Exercise brief | Copy out, precisely as given, the lines from the line with "Target: sliced mushroom" to the end of the entries that follow.

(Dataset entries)

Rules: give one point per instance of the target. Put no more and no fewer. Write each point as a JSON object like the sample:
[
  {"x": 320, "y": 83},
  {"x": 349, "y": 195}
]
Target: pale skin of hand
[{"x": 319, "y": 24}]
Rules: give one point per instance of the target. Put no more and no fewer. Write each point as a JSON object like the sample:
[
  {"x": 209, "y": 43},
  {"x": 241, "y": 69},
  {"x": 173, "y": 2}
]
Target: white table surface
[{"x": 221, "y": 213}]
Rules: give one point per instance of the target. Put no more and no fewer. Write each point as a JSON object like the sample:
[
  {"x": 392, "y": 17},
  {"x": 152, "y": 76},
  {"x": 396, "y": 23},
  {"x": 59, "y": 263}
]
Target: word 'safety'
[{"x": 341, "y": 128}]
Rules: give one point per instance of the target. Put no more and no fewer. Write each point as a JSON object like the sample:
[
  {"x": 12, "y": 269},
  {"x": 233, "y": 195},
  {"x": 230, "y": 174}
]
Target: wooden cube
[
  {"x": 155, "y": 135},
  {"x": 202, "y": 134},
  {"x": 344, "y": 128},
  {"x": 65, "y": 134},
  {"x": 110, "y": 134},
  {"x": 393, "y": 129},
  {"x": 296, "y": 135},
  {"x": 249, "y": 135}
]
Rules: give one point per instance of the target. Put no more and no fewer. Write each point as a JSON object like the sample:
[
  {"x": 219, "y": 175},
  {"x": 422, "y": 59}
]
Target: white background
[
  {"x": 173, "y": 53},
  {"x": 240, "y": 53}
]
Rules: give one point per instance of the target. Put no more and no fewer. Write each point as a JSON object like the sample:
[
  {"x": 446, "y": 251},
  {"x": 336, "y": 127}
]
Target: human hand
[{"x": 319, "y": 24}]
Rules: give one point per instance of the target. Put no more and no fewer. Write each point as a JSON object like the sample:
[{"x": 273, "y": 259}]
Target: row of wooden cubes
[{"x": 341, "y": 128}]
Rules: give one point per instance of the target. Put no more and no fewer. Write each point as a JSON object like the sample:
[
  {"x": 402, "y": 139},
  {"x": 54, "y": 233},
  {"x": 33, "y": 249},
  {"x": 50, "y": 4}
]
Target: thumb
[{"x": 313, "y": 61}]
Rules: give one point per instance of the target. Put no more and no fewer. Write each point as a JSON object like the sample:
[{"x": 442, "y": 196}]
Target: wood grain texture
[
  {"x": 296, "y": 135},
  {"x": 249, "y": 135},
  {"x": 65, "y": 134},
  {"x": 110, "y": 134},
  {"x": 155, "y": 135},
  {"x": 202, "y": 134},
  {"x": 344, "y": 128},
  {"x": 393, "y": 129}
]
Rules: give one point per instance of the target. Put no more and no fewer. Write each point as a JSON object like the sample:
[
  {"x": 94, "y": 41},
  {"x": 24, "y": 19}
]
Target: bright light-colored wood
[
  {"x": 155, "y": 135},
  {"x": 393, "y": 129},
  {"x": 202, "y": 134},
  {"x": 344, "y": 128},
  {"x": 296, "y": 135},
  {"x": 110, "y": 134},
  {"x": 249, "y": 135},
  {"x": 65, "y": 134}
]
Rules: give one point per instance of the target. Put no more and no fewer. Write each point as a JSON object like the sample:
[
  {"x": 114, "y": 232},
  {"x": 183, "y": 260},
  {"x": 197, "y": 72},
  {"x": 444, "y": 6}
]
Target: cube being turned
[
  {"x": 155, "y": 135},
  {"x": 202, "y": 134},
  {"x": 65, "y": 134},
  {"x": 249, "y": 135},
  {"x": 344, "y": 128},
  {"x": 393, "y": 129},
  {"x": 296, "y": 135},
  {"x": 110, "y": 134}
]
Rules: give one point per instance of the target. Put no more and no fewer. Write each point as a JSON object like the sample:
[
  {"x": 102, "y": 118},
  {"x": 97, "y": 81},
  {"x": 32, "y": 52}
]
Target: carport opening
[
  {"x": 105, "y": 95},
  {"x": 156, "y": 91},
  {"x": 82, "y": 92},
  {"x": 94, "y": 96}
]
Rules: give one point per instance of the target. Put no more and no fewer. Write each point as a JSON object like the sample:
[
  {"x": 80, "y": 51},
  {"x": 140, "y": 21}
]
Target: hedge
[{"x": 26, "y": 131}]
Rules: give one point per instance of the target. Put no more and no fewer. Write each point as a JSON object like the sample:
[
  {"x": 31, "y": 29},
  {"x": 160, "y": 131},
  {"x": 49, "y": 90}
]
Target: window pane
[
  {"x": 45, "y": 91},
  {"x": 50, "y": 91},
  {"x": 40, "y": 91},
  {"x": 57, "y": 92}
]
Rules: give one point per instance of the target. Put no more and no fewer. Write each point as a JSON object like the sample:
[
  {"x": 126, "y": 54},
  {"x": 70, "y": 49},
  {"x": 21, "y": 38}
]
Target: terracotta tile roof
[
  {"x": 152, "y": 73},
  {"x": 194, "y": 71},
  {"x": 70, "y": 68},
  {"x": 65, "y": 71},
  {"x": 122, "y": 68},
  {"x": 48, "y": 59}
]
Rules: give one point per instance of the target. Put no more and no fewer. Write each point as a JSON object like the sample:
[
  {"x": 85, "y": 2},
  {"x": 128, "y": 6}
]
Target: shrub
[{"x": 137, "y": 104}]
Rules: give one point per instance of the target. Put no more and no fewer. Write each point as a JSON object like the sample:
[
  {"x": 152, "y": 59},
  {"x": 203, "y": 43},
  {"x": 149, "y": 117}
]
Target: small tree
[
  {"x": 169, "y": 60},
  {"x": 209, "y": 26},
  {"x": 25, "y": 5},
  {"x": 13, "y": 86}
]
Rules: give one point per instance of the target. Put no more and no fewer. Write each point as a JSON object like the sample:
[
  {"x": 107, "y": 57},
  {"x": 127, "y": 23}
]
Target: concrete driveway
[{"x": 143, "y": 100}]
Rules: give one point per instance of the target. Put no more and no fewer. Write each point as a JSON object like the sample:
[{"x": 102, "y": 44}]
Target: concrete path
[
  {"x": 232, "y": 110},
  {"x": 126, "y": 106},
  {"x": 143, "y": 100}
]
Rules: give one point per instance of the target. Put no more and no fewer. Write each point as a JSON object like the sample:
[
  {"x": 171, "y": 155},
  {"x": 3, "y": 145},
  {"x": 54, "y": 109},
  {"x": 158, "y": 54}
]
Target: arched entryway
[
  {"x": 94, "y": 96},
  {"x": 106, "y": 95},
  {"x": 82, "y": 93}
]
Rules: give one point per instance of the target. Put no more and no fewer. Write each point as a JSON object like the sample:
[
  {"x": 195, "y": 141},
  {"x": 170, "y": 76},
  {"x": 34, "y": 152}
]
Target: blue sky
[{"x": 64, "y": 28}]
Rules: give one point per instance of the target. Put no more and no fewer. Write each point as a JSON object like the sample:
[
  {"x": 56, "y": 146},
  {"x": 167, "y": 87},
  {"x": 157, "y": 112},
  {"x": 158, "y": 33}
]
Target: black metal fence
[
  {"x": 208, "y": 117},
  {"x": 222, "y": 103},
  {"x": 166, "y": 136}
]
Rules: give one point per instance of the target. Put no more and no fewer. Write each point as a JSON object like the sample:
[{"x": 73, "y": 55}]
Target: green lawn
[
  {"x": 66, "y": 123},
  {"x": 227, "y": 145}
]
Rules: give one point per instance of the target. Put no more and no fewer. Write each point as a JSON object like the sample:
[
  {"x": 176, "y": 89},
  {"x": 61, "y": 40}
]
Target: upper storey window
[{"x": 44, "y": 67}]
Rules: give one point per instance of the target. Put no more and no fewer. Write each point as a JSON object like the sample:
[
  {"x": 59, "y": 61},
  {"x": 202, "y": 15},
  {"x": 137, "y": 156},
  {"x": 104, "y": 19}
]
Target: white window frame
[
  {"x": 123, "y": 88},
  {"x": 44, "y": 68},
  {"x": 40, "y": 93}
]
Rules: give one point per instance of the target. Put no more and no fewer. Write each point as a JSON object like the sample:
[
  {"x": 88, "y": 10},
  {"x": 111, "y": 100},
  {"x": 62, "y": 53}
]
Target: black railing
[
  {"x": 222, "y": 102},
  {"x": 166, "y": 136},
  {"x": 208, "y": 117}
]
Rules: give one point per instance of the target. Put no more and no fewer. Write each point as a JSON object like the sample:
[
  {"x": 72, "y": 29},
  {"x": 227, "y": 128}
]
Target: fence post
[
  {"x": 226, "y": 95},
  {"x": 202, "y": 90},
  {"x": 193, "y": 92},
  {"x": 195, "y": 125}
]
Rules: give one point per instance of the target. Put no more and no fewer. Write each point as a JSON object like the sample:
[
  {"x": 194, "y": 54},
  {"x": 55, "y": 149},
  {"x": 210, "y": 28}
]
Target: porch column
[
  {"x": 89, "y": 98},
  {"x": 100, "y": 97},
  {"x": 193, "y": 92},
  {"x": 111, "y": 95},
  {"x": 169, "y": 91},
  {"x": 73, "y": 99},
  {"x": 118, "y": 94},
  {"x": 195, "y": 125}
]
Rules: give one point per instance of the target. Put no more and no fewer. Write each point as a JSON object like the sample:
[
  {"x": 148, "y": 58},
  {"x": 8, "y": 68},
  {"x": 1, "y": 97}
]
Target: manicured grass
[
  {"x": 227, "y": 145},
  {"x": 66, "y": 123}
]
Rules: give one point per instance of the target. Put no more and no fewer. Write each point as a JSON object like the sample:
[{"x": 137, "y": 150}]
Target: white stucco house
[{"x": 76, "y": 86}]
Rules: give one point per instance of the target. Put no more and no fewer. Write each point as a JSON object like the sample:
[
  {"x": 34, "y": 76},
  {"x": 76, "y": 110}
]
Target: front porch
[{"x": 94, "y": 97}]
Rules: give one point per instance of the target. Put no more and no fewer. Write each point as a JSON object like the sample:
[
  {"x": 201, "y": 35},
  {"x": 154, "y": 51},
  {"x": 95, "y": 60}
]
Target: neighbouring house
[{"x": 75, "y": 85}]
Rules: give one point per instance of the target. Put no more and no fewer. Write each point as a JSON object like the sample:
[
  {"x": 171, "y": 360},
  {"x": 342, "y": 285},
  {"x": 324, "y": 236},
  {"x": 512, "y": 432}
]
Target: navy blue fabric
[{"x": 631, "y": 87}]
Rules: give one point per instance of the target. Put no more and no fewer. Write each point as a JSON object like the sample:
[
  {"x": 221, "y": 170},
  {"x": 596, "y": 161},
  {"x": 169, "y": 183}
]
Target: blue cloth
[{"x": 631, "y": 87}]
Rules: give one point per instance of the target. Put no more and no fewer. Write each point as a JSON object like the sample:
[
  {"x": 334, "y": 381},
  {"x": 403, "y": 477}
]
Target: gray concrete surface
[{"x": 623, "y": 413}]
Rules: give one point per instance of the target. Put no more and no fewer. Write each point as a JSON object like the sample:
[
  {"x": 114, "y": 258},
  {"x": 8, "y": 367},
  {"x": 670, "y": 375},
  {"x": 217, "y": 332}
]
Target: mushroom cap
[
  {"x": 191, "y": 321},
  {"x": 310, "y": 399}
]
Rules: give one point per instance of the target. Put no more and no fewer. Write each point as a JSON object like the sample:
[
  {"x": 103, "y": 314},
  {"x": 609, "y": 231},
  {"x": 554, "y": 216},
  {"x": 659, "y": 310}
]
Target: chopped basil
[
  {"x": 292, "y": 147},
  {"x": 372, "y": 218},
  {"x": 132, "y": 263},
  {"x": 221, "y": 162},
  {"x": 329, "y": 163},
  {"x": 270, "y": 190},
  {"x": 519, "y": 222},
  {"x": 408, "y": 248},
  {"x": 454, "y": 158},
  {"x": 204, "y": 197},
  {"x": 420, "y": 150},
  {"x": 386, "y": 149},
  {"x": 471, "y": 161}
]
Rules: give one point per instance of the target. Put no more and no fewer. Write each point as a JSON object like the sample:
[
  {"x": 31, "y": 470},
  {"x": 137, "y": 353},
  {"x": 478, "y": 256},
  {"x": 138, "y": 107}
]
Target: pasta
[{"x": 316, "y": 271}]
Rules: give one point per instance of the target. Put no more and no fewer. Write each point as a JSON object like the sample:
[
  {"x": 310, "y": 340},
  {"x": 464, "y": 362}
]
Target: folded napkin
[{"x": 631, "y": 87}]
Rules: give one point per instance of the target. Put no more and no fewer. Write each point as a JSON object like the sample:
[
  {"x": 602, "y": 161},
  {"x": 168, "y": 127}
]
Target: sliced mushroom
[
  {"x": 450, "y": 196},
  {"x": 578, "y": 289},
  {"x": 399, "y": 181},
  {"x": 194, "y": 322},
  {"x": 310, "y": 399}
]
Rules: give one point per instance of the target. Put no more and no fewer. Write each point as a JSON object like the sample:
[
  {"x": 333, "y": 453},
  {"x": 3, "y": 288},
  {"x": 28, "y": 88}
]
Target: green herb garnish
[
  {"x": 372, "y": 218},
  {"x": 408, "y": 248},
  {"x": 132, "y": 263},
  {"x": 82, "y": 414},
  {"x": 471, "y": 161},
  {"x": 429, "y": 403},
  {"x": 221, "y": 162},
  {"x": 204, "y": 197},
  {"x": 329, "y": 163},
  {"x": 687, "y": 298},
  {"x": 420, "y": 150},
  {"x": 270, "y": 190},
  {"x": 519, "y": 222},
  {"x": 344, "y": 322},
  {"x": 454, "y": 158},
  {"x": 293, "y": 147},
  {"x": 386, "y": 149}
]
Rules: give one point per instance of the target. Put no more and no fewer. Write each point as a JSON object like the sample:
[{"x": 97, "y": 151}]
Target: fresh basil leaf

Exercise answer |
Target: sliced mushroom
[
  {"x": 450, "y": 196},
  {"x": 578, "y": 289},
  {"x": 399, "y": 181},
  {"x": 194, "y": 322},
  {"x": 310, "y": 399}
]
Rules: give one point per instance of the target. Put no more and no fewer. Write each point as a JSON object like the sample:
[
  {"x": 333, "y": 453},
  {"x": 3, "y": 288},
  {"x": 28, "y": 88}
]
Target: green herb garnish
[
  {"x": 372, "y": 218},
  {"x": 408, "y": 248},
  {"x": 132, "y": 263},
  {"x": 82, "y": 414},
  {"x": 471, "y": 161},
  {"x": 429, "y": 403},
  {"x": 221, "y": 162},
  {"x": 204, "y": 197},
  {"x": 329, "y": 163},
  {"x": 687, "y": 298},
  {"x": 420, "y": 150},
  {"x": 270, "y": 190},
  {"x": 519, "y": 222},
  {"x": 344, "y": 322},
  {"x": 454, "y": 158},
  {"x": 293, "y": 147},
  {"x": 386, "y": 149}
]
Rules: give one point per instance of the target. Put no more and no fewer. Write each point as a JSON object like the sample:
[{"x": 97, "y": 151}]
Target: fresh basil leaf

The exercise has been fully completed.